Source passage ::
+++++
HTCondor batch system

Computing jobs that run on individual nodes with up to 32 CPU cores per node can be submitted to the CERN batch service (lxbatch). The jobs are submitted and managed using the HTCcondor platform.

Access

All users having access to the CERN linux service and the AFS filesystem (which can be self-enabled at https://resources.web.cern.ch) can submit jobs to HTCondor, but have by default rather low priority.

ABP users working on computationally intensive tasks can be granted higher priority, by being added to one of the following e-groups (based on their section):

Section name	e-group name
BE-ABP-CEI	batch-u-abp-cei
BE-ABP-HSL	batch-u-abp-hsl
BE-ABP-INC	batch-u-abp-inc
BE-ABP-LAF	batch-u-abp-laf
BE-ABP-LNO	batch-u-abp-lno
BE-ABP-NDC	batch-u-abp-ndc

The section leaders and the ABP-CP members have admin rights to add users to the e-group of their section. All these e-groups are mapped to a single computing group called “group_u_BE.ABP.NORMAL”.
+++++
Record extracts ::
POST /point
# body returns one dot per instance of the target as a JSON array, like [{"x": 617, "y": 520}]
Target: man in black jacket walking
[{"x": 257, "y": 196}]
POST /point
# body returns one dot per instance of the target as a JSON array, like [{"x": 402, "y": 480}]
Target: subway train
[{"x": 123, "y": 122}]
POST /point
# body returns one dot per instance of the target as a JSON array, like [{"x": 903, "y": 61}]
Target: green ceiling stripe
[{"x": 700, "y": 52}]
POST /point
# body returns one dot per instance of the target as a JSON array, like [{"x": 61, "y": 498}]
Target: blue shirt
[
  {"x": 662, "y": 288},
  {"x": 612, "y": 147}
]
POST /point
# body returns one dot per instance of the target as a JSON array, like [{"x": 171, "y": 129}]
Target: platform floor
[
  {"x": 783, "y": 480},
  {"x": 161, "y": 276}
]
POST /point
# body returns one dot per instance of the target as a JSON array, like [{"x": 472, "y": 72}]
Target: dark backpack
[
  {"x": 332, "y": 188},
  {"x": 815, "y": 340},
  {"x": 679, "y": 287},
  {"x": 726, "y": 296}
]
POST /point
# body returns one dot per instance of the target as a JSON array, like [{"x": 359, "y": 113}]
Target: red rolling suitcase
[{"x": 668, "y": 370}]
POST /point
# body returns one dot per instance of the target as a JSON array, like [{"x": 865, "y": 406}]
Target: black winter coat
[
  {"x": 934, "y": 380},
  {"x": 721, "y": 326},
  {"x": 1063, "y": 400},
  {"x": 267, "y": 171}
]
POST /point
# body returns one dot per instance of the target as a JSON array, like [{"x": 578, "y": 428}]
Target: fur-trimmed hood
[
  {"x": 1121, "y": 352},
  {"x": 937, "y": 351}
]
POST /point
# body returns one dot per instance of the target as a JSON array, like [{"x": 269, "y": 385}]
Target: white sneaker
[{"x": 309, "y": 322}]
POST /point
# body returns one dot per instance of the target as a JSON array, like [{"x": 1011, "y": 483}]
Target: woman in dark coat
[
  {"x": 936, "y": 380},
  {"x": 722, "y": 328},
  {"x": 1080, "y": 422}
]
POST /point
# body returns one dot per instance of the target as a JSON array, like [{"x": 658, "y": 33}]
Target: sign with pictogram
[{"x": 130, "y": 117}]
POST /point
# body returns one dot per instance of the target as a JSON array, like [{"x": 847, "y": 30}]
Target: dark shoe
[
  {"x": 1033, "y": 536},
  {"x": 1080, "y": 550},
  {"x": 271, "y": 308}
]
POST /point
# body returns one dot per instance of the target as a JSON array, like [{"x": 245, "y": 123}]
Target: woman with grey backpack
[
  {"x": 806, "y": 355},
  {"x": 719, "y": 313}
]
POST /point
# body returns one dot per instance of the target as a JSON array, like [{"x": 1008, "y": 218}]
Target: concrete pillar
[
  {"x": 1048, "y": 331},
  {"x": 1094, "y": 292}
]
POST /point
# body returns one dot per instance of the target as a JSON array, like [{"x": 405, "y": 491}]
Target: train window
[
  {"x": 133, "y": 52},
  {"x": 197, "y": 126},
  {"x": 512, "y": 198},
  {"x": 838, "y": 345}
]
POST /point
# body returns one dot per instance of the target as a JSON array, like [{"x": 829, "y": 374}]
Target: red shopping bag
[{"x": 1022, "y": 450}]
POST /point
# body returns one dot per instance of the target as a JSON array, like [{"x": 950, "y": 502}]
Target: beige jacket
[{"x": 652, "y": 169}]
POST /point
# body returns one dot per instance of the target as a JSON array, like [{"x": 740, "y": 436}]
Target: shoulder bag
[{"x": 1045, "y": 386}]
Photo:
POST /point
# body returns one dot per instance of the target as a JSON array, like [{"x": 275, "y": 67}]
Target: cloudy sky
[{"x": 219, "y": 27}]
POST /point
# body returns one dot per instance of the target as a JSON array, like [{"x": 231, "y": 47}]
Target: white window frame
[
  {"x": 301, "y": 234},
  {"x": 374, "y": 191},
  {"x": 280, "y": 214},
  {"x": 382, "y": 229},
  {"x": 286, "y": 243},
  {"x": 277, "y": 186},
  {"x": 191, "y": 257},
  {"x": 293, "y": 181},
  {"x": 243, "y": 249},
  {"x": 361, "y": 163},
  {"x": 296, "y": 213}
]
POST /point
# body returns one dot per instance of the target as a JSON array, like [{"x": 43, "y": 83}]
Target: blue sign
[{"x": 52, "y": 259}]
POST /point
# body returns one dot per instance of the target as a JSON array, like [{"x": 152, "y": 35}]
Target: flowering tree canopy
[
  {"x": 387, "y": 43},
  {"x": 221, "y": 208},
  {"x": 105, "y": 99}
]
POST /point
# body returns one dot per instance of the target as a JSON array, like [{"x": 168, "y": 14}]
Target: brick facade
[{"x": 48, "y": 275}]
+++++
Given request 1 ::
Decide whether each statement agrees with the HTCondor batch-system text: (a) jobs sent to lxbatch can use nodes with up to 32 CPU cores each; (b) users with CERN linux and AFS access get high priority by default; (c) each section's e-group maps to its own computing group. Answer yes or no for each, quoting the deciding words of the text.
Given request 2 ::
Carry the HTCondor batch-system text forward from its final sentence.
The records were taken from a separate source.

Expected answer 1 ::
(a) Yes: "Computing jobs that run on individual nodes with up to 32 CPU cores per node can be submitted to the CERN batch service (lxbatch)."
(b) No: "have by default rather low priority."
(c) No: "All these e-groups are mapped to a single computing group called “group_u_BE.ABP.NORMAL”."

Expected answer 2 ::
Usage

Detailed documentation managed by the IT department can be found here:

https://batchdocs.web.cern.ch/index.html

A quick start guide can be found here:

https://batchdocs.web.cern.ch/local/quick.html

GUIs for monitoring the clusters can be found here:

https://batch-carbon.cern.ch/grafana/dashboard/db/user-batch-jobs

https://batch-carbon.cern.ch/grafana/dashboard/db/cluster-batch-jobs

https://monit-grafana.cern.ch/d/000000865/experiment-batch-details

https://monit-grafana.cern.ch/d/000000868/schedds

GPUs

Graphics Processing Units are available in the system. To use GPUs please follow the instructions available here:

https://batchdocs.web.cern.ch/tutorial/exercise10.html

An example submit file is:

executable  = job_name/job_name.sh
arguments = $(ClusterId) $(ProcId)
output = job_name/htcondor.out
error = job_name/htcondor.err
log = job_name/htcondor.log
transfer_input_files = job_name
requirements = regexp("V100", Target.CUDADeviceName)
request_GPUs = 1
request_CPUs = 1
+MaxRunTime = 86400
queue

The line requirements = regexp("V100", Target.CUDADeviceName) will find nodes that only have a V100 GPU. Nodes with T4 GPUs also exist.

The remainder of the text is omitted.